**Brief**
Each line below should be written out again without any change.

Stored entries
---+---

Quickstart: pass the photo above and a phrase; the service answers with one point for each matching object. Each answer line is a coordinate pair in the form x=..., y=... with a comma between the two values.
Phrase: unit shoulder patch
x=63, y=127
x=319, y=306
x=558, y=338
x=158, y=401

---+---

**Written answer**
Quickstart: pass the photo above and a phrase; the service answers with one point for each matching object. Each answer line is a coordinate pair in the form x=..., y=... with a comma between the two values.
Phrase: unit shoulder patch
x=63, y=127
x=319, y=306
x=558, y=338
x=158, y=401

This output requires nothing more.